* _Source_:

Duathlon: How to Ace the Second Run

Heather R. Johnson
4 min readNov 10, 2019

Nothing brings more lead-legged discomfort in duathlon (and triathlon) than the dreaded final run.

After six years of duathlon racing, that bike-run transition hasn’t felt any easier for me. I’ve had second runs where I’ve almost threw up my drink, runs reduced to a relative shuffle and runs where — oh happy day — I ran well and passed several competitors.

With proper training, pacing and fueling, you can improve your run off the bike and cruise to a successful finish.

duathlon triathlon athletes running in the final run

Master the brick

To run well off the bike you have to practice running off the bike. Incorporate at least one bike-run brick a week into your training. When you’re just starting out, don’t worry about pace. Just run.

As you progress, add intensity to your brick. Try a one-hour bike with the last 10 minutes at race pace, followed by a short run with the first five minutes at race pace.

Jason Digman, former head of Dig It Triathlon and Multisport Coaching, recommends what I call the “multi-brick.” After a warmup, perform three sets of one-mile run, 10-minute bike, with no recovery in between. Keep your first multi-brick at race pace plus 15 to 20 seconds. Over the course of four weeks, progress up to race pace.

Play with the distance of your run and bike intervals depending on your goal race’s length. Bonus: you get lots of transition practice!

Du second-run strides

Albert Harrison, a USA Track & Field Level 2 Coachand a USA Triathlon national champion in both the standard and long-course duathlon, recommends a set of short intervals right off the bike. Running fast right away helps your body overcome that jelly-leg feeling and — surprise surprise! — run fast off the bike.

Harrison suggests 20-second strides or 400-meter repeats faster than goal race pace. “Be careful though,” he wrote me via Twitter, “you’re more susceptible to injury while running on tired legs.”

* _Dataset rows_:
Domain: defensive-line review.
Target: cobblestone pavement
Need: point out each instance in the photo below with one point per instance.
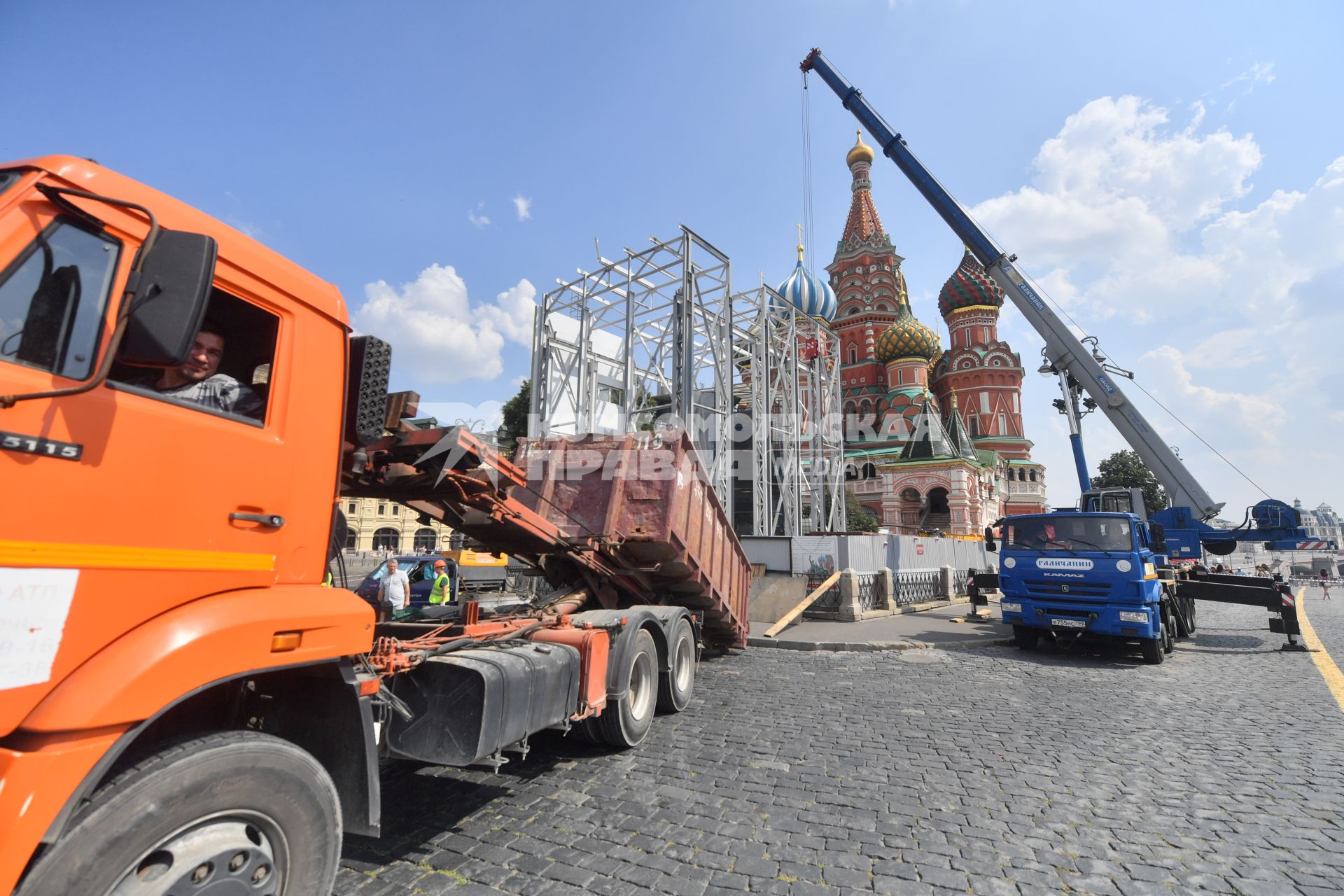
(984, 770)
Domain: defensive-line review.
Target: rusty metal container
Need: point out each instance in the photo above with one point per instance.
(644, 503)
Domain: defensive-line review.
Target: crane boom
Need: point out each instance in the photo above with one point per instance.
(1063, 349)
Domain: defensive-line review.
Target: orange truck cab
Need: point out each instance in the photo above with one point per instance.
(185, 707)
(156, 546)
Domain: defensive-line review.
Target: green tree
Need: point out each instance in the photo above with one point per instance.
(1126, 469)
(515, 419)
(858, 517)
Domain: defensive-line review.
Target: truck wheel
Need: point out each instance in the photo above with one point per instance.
(626, 722)
(1154, 652)
(1026, 637)
(675, 685)
(232, 812)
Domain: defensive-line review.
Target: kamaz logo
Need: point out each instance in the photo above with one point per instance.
(1063, 564)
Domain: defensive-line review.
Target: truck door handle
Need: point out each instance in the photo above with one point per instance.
(273, 520)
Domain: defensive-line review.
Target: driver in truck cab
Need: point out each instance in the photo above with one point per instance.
(1046, 538)
(198, 379)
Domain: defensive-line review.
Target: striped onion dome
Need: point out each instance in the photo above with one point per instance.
(969, 286)
(906, 337)
(809, 293)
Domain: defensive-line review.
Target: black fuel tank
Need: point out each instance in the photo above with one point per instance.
(470, 703)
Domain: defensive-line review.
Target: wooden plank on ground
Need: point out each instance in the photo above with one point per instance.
(803, 605)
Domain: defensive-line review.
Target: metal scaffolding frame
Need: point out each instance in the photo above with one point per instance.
(797, 457)
(643, 340)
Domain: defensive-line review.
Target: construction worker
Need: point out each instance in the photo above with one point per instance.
(442, 590)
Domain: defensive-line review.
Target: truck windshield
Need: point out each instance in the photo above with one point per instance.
(1070, 533)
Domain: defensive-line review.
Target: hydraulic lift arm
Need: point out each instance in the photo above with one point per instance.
(1063, 349)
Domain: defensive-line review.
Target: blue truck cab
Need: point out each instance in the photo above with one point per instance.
(1069, 573)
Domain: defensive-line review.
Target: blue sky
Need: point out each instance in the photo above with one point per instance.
(1164, 169)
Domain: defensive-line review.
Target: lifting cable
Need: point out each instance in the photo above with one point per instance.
(806, 171)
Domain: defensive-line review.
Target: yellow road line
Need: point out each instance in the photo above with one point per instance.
(1320, 656)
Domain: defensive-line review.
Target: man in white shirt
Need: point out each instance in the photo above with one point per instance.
(394, 589)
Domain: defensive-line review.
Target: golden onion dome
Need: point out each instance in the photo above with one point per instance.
(860, 150)
(906, 337)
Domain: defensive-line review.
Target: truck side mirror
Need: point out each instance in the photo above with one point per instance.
(169, 300)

* _Exercise objective_: Proceed with the article on the duathlon second run, picking up after its last sentence.

* _Output of the exercise_:
Jesse Bauer, an elite duathlete based in Edmonton, Canada, agrees. Why? Because short, fast efforts promote a high leg cadence off the bike.

Bauer’s favorite second-run speed workouts are 200-meter repeats at faster than goal race pace, or 5x 30-seconds, followed by a 30-second walk/jog recovery, straight into a 1–2K race pace effort.

“Paid off big on the steep hill out of T2 on Friday,” he told me via Twitter, referring to the recent ITU World Multisport Championships in Fyn, Denmark, where he competed in the elite men’s standard duathlon.

If it’s early in your season or you haven’t done much stride work, build intensity gradually to avoid injury. Start with a couple sets of 30-second strides, with a full recovery jog in between.

Focus on form

Top age-group competitor and multisport coach Suzanne Cordes keeps her focus on good form during the second run — that time when you see many runners hunched over, shuffling along or walking.

During your interval or faster running workouts, focus on how you hinge your hips, how you run tall, how you maintain good form. Think about that powerful stride when you bolt out of T2, she says.

When you settle into your second-run pace, use the magnet trick suggested by sports psychologist and Your Performing Edge author Dr. JoAnn Dahlkoetter:

Imagine your competitor has a magnet on her back. Let it pull you toward her. If there’s no one in eyesight, put the magnet on a tree or the top of a hill.

magnet image

Don’t start out too fast

Repeat: don’t start out too fast. When you’re well-rested and well-trained, it’s so easy to fly through the first run as if it’s a standalone race. Don’t. You’ll pay for it in the second run, if not on the bike.

The goal is to hit even splits — or as close to even as possible — on your first and second run. I accomplished my best races when I ran the second run pretty darn close to my first.

Endurance coach Eric Schwartz suggests the following: if your race involves two 5Ks, plan to run them about 30 to 60 seconds slower than your standalone 5K time. The faster your race pace, the less time you should add.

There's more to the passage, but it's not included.